WRITTEN INSTRUCTION A - In the housework essay, how much housework does Stephen Marche's essay say men are doing?
WRITTEN INSTRUCTION B - Retype the housework essay from "A dude named" to "place to stall?".

DOCUMENT SEGMENT -

= = =

Grade-A Major Asshole Who Should Know Better, Do Better, and Clean More.

If you:

  • Think men and women and all people are equal
  • Live with a woman or a person
  • and
  • Are not splitting the cleaning of things in a way that is satisfactory to all parties involved
  • and
  • Any version of why has to do with the fact that you "weren't raised to do it" or don't think someone with a dick and balls should have to or "don't care as much" or have some intellectual argument as to why you shouldn't want to and aren't doing the work to unpack that and just lift a fucking hand
  • then
  • You
  • are
  • being
  • an
  • asshole.

This is just like being someone who won't come around to gay marriage yet, or still thinks people of different races shouldn't marry, or thinks that a marrying woman has to take the man's name.

If you don't understand that the equal splitting of ALL THINGS related to the managing of a household — EQUAL AS DEFINED BY YOU AND THE PERSON YOU ARE WITH — is essential to ACTUAL EQUALITY, your excuses have run out, the time is up. You are an asshole.

Don't come at me with some "But I mow the yard and take care of all the cars so why should I have to clean the dishes." If your sitch makes you and all other relevant parties happy, I got no beef with you. Again, if you're splitting the duties in a way that is agreed upon, you're fine, even if that falls along gender lines and that's what you like and everyone watches It's a Wonderful Life together while mother knits and father shines his shoes. I don't care.

We are only talking about people who are unhappy with their arrangements, wherein those arrangements involve obvious dumb gendered thinking to get out of shit.

Why are we talking about this again? When we've talked about it before?

A dude named Stephen Marche (look, he is smirking at you) wrote a whole essay about how men are doing only about as much housework as their fathers. Men have undertaken many things their fathers did not do in the past — childrearing, foodie-ism, thinking about their cuticles. But they will not, he repeats, they will not clean. He asks:

So why won't men pick up a broom? Why won't they organize a closet? Why can't housework be converted — as the former burdens of food preparation and child rearing seem to have been for some men — into a source of manly pride and joy? Why would housework be the particular place to stall?

At least one thing is becoming clear: The only possible solution to the housework discrepancy is for everyone to do a lot less of it.

For the next coupla grafs, I got no beef with Stephen Marche and his smirking. I don't like to clean. I was raised with all women, so when we cleaned it was only about chores and never so much about a gendered idea that we were supposed to be good at it and get all preciously warm inside when we did. As a result, I'm totally willing to clean, and I know how to clean, and I love having cleaned, and every so often it does satisfy, but by and large, I hate that shit. It just wasn't taught to me as part of girl-ness. However, the difference between me and Stephen Marche is that it was taught to me and that instead of thinking of it as a gender thing, I think of it as a good roommate/partner thing. You do it whether you like it or not because not doing it makes you an Asshole.

Things Stephen Marche is right about:

  • Yes, cleaning a house is more complicated than it seems.
  • Yes, there's no agreed-upon definition of what has to be done in a household.
  • Splitting it equally is harder to figure out than you'd think.
  • Women are now doing less housework, which is good, but still more than dudes.

= = =

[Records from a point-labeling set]

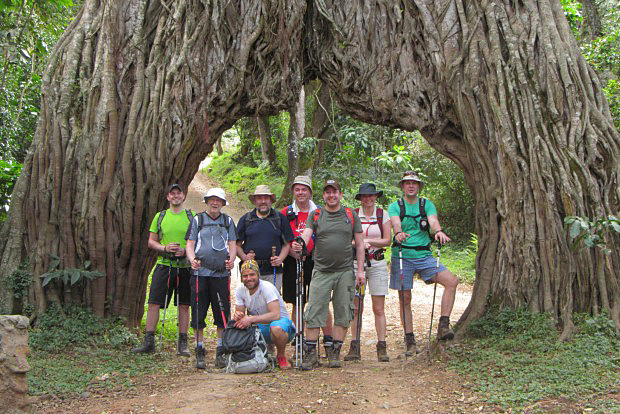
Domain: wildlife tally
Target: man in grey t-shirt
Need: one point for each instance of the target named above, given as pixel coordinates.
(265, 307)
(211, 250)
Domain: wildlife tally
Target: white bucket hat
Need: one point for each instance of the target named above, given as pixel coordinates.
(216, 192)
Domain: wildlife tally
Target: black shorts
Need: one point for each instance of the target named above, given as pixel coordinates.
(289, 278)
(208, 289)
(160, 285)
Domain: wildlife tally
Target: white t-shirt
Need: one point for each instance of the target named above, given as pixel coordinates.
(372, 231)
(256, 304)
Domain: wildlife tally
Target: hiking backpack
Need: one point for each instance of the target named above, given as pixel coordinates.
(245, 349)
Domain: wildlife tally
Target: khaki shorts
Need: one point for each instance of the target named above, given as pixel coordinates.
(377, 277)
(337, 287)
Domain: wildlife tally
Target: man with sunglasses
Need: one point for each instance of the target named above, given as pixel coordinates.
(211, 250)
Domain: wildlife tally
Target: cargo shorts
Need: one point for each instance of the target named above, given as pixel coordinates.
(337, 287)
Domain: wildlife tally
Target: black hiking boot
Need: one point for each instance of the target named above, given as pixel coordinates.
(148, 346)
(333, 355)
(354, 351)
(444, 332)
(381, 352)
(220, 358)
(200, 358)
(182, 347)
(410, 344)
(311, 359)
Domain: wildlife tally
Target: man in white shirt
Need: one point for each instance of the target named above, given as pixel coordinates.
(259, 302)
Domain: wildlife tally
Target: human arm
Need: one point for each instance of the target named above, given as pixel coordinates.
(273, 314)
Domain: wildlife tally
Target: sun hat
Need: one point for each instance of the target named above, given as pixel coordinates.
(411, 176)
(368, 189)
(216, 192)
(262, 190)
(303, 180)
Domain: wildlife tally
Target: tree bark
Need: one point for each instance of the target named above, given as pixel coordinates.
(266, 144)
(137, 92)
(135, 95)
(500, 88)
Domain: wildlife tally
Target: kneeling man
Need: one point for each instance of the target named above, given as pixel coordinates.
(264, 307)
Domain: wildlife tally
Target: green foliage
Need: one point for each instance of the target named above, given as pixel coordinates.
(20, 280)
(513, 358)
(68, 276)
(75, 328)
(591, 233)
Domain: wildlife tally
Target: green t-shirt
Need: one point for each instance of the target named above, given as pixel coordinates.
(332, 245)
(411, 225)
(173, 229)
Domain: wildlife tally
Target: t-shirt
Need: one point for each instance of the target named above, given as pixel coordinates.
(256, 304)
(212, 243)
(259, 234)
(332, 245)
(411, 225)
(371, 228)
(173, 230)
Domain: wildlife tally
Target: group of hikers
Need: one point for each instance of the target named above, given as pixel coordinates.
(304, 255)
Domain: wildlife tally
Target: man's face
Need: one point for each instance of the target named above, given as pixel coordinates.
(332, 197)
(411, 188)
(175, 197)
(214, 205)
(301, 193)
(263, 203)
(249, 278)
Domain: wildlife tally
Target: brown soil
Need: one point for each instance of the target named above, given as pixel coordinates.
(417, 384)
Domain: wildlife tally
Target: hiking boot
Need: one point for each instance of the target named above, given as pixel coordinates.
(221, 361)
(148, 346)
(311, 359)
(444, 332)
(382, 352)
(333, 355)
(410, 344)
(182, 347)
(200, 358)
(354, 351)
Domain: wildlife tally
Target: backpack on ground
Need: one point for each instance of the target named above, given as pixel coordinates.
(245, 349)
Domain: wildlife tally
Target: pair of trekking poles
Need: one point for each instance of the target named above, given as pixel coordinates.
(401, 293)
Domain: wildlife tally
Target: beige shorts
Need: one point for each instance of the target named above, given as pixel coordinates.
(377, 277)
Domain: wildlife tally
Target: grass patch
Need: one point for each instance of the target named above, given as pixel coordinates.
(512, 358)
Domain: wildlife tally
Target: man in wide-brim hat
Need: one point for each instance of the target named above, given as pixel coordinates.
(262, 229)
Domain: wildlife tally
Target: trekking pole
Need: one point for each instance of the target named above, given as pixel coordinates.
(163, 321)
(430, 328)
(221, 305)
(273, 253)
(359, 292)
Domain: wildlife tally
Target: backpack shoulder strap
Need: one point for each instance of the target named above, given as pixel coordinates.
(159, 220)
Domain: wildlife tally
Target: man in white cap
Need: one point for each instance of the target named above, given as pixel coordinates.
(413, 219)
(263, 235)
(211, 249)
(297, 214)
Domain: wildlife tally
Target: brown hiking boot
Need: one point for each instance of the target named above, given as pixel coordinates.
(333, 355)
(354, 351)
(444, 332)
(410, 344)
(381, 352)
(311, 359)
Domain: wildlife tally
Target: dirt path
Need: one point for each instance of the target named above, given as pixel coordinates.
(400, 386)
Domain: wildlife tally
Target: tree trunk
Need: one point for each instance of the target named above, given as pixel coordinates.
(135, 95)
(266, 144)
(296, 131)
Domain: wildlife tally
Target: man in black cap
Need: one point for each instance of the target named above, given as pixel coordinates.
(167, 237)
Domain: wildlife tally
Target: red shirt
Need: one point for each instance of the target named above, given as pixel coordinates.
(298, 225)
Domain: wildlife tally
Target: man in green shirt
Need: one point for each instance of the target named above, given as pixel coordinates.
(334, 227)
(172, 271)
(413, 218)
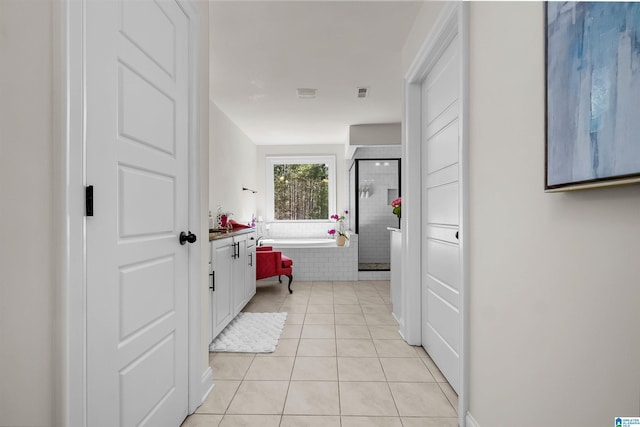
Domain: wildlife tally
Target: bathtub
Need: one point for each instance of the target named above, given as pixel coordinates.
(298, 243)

= = =

REPLY A - Only about as much housework as their fathers.

REPLY B -
A dude named Stephen Marche (look, he is smirking at you) wrote a whole essay about how men are doing only about as much housework as their fathers. Men have undertaken many things their fathers did not do in the past — childrearing, foodie-ism, thinking about their cuticles. But they will not, he repeats, they will not clean. He asks:

So why won't men pick up a broom? Why won't they organize a closet? Why can't housework be converted — as the former burdens of food preparation and child rearing seem to have been for some men — into a source of manly pride and joy? Why would housework be the particular place to stall?